Problem to work on
Which lines in the entries below contain the string "hellebore"? Copy each of those lines in full.

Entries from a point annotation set
=====

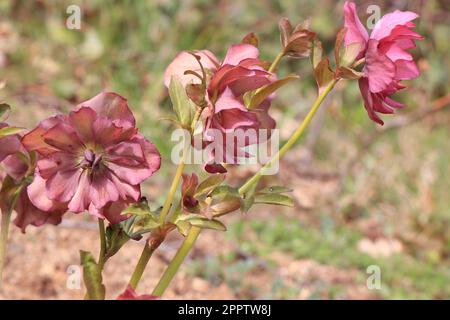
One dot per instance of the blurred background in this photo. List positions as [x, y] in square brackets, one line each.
[365, 195]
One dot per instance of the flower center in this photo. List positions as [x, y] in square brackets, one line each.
[91, 159]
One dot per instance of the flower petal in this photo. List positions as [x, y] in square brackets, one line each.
[379, 68]
[38, 196]
[28, 214]
[34, 140]
[356, 33]
[82, 120]
[63, 137]
[63, 184]
[238, 52]
[388, 22]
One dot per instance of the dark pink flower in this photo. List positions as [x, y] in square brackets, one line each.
[240, 72]
[387, 60]
[130, 294]
[93, 159]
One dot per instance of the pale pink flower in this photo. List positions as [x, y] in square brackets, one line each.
[387, 60]
[14, 167]
[93, 159]
[241, 71]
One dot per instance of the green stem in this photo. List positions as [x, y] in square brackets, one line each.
[290, 143]
[102, 254]
[176, 262]
[276, 62]
[6, 217]
[142, 263]
[4, 231]
[148, 250]
[176, 180]
[194, 232]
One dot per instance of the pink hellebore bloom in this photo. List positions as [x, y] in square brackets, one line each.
[240, 72]
[14, 167]
[93, 159]
[387, 59]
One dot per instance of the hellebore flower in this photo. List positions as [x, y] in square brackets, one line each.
[387, 61]
[92, 159]
[240, 72]
[14, 177]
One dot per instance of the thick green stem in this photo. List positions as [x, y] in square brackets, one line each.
[148, 250]
[290, 143]
[6, 217]
[176, 262]
[146, 254]
[102, 254]
[194, 232]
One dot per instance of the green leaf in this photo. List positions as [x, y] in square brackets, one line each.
[316, 53]
[209, 184]
[275, 189]
[223, 191]
[247, 203]
[285, 31]
[8, 131]
[205, 223]
[349, 73]
[139, 209]
[4, 110]
[92, 276]
[116, 237]
[277, 199]
[266, 91]
[181, 103]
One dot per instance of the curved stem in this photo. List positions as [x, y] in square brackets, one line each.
[102, 254]
[176, 262]
[4, 231]
[176, 180]
[6, 217]
[194, 232]
[290, 143]
[148, 250]
[146, 254]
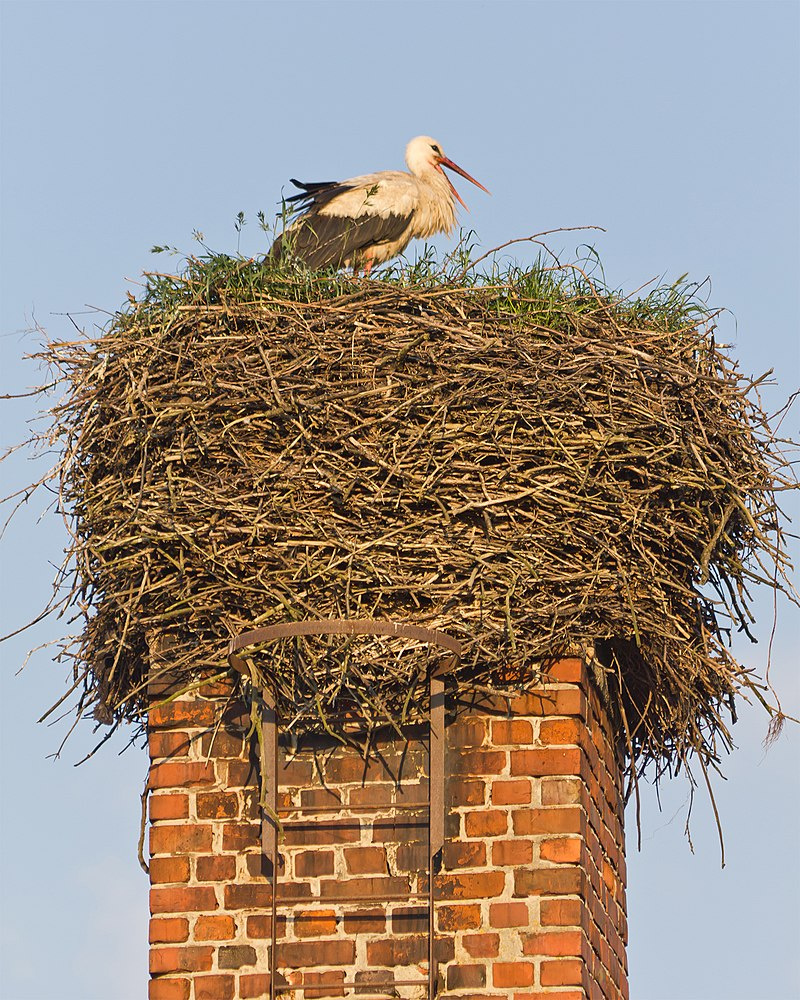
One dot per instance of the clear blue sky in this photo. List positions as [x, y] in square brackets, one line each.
[672, 125]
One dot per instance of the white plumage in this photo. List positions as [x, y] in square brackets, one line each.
[369, 219]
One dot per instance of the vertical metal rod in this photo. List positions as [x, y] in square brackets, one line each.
[269, 814]
[435, 817]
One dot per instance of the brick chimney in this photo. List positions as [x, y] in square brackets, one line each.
[529, 901]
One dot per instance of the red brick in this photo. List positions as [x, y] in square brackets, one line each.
[464, 854]
[222, 743]
[482, 945]
[378, 888]
[486, 823]
[240, 773]
[314, 923]
[564, 850]
[222, 688]
[322, 832]
[214, 928]
[393, 952]
[563, 912]
[169, 744]
[365, 921]
[243, 897]
[252, 986]
[466, 976]
[477, 762]
[410, 920]
[549, 881]
[168, 930]
[261, 926]
[562, 792]
[469, 885]
[545, 995]
[217, 805]
[512, 852]
[176, 774]
[179, 899]
[366, 860]
[309, 864]
[299, 955]
[555, 732]
[541, 762]
[512, 974]
[564, 972]
[186, 959]
[169, 807]
[214, 987]
[529, 822]
[236, 956]
[169, 870]
[467, 732]
[514, 792]
[216, 868]
[169, 989]
[509, 915]
[182, 713]
[240, 836]
[553, 943]
[466, 793]
[330, 984]
[180, 838]
[555, 701]
[509, 732]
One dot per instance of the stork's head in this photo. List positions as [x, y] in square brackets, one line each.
[424, 154]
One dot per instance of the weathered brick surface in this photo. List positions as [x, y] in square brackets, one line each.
[531, 893]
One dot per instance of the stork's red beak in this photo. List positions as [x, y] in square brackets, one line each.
[444, 162]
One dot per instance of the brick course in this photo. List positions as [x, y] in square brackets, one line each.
[531, 896]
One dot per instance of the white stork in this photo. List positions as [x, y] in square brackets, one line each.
[367, 220]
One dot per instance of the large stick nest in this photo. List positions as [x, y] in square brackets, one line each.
[527, 468]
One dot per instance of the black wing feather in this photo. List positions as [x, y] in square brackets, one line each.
[322, 240]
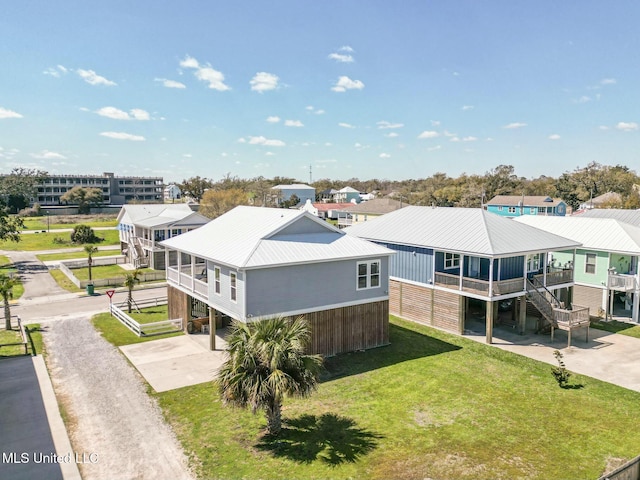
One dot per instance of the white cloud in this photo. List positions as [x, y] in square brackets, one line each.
[263, 81]
[93, 78]
[511, 126]
[428, 134]
[5, 113]
[47, 155]
[384, 124]
[266, 141]
[117, 114]
[341, 58]
[627, 126]
[123, 136]
[206, 74]
[170, 83]
[344, 83]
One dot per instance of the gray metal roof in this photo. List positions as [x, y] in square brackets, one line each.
[606, 234]
[460, 230]
[247, 237]
[627, 216]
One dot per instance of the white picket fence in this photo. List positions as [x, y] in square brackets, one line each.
[145, 329]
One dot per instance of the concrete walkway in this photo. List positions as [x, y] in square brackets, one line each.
[609, 357]
[177, 362]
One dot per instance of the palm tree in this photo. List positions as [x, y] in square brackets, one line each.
[266, 362]
[90, 250]
[6, 292]
[130, 281]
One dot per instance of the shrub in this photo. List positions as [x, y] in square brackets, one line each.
[84, 234]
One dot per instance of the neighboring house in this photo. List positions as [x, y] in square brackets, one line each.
[254, 263]
[143, 226]
[606, 265]
[515, 206]
[285, 192]
[604, 199]
[115, 190]
[326, 211]
[367, 210]
[347, 195]
[172, 192]
[451, 263]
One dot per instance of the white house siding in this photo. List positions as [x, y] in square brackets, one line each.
[302, 288]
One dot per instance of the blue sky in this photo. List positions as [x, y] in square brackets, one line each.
[367, 89]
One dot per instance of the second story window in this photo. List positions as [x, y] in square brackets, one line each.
[451, 260]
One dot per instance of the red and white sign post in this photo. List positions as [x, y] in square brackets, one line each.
[110, 294]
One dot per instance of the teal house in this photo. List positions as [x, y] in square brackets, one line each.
[518, 205]
[606, 265]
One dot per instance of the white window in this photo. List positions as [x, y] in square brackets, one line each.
[368, 274]
[216, 279]
[451, 260]
[533, 262]
[234, 280]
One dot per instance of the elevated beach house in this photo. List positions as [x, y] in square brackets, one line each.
[143, 226]
[518, 205]
[456, 268]
[253, 263]
[606, 265]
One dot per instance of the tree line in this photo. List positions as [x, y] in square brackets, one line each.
[467, 190]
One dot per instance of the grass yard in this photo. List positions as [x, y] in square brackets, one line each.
[69, 221]
[47, 241]
[116, 333]
[104, 271]
[614, 326]
[430, 405]
[44, 257]
[7, 268]
[63, 281]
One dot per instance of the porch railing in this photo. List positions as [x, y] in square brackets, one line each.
[619, 281]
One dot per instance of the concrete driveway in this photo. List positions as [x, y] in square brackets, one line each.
[610, 357]
[176, 362]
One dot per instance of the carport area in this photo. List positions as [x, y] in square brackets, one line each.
[177, 362]
[610, 357]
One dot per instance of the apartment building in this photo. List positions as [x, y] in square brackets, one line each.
[115, 190]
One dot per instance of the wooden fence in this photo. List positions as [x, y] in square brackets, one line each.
[146, 329]
[628, 471]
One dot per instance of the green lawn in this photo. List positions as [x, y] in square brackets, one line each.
[104, 271]
[430, 405]
[614, 326]
[7, 268]
[54, 241]
[68, 221]
[44, 257]
[117, 334]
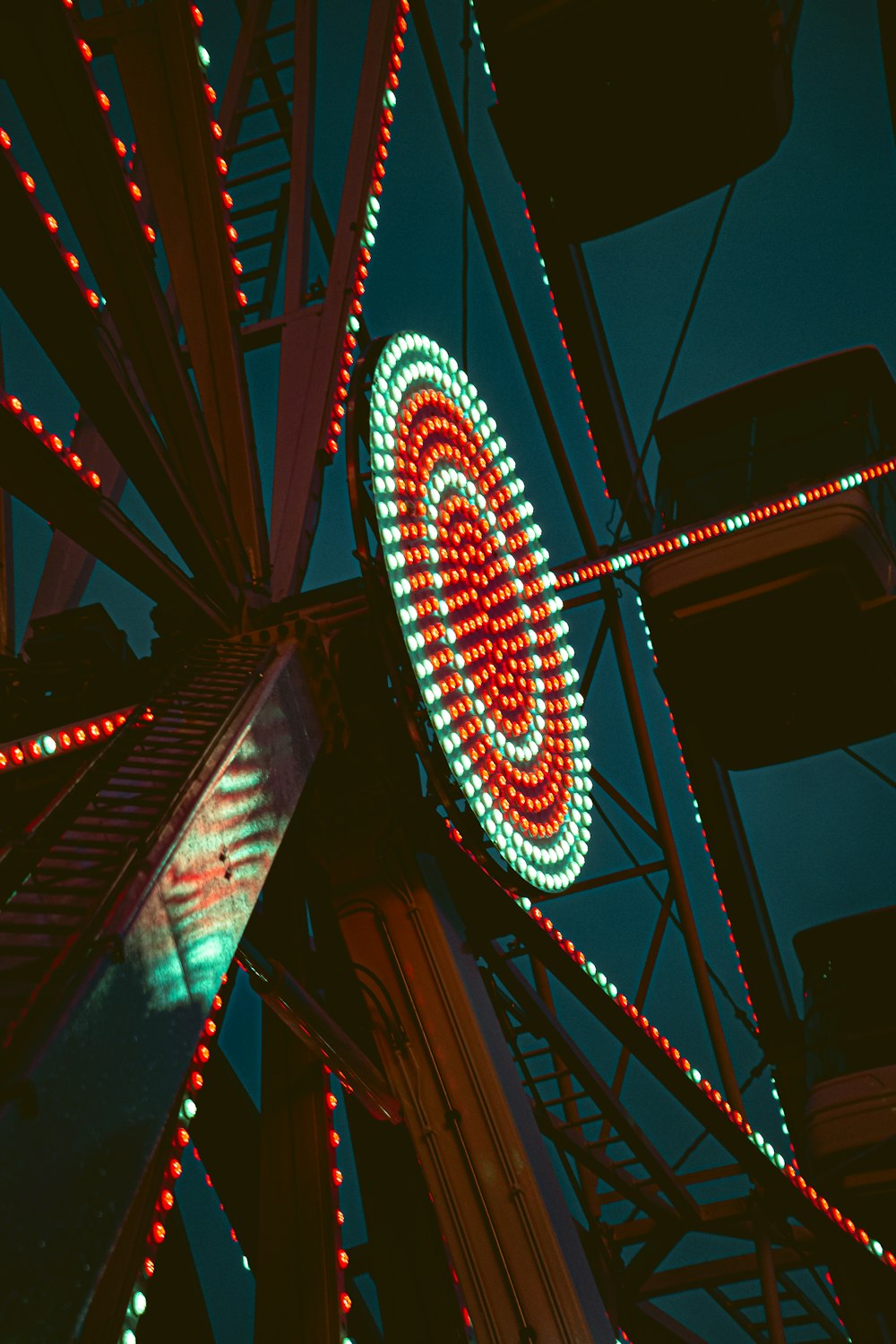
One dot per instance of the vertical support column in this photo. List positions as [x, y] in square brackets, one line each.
[769, 1281]
[513, 1273]
[297, 1273]
[7, 578]
[312, 339]
[408, 1255]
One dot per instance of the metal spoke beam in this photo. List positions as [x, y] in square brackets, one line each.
[53, 89]
[40, 480]
[39, 284]
[311, 349]
[69, 566]
[164, 88]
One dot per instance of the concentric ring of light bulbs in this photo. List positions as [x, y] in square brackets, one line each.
[478, 610]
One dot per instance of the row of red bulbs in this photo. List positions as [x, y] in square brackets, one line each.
[681, 1062]
[381, 155]
[715, 529]
[118, 145]
[50, 222]
[45, 745]
[449, 435]
[222, 168]
[180, 1137]
[640, 556]
[331, 1102]
[51, 441]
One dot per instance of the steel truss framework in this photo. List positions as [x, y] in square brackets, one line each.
[142, 868]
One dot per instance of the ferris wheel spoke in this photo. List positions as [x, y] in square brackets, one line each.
[40, 285]
[56, 94]
[185, 174]
[45, 484]
[7, 577]
[69, 566]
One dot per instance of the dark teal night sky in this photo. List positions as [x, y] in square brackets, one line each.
[804, 268]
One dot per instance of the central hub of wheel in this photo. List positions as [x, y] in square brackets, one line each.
[478, 610]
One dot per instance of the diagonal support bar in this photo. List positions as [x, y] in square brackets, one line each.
[164, 88]
[53, 88]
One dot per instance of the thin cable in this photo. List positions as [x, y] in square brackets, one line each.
[869, 766]
[676, 354]
[465, 209]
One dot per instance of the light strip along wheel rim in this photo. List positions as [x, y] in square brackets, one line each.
[478, 610]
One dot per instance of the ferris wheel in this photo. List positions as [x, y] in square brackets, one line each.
[363, 972]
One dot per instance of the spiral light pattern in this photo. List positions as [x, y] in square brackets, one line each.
[478, 610]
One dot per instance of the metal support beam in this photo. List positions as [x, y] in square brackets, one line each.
[69, 566]
[53, 89]
[750, 921]
[597, 376]
[669, 849]
[39, 284]
[500, 277]
[164, 88]
[150, 972]
[40, 480]
[311, 349]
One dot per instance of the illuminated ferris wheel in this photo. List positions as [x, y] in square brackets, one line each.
[368, 769]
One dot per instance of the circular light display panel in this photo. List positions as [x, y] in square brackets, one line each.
[478, 610]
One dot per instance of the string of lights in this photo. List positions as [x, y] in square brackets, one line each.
[174, 1168]
[13, 406]
[368, 228]
[478, 610]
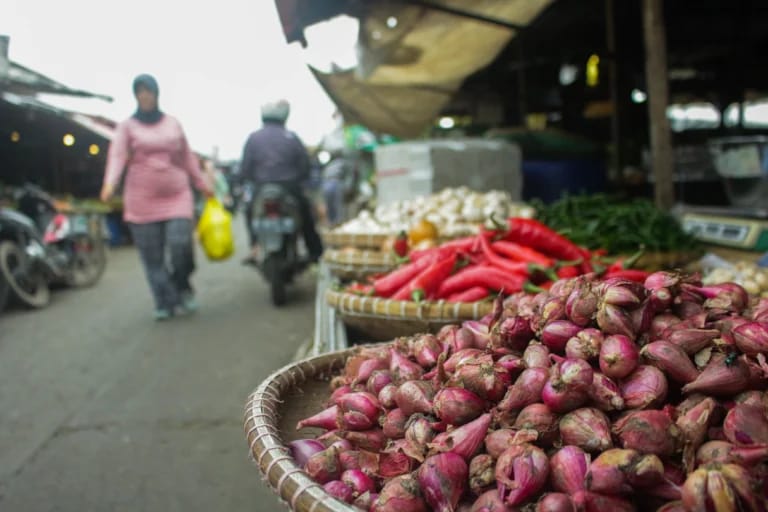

=====

Answer below
One dot per instance of the pink hellebore bloom in this photo. List positions as [x, y] in square brackets, one line each.
One dot per instance of the hellebore flower in this photo. List positions as [x, y] in square brackets, one line each.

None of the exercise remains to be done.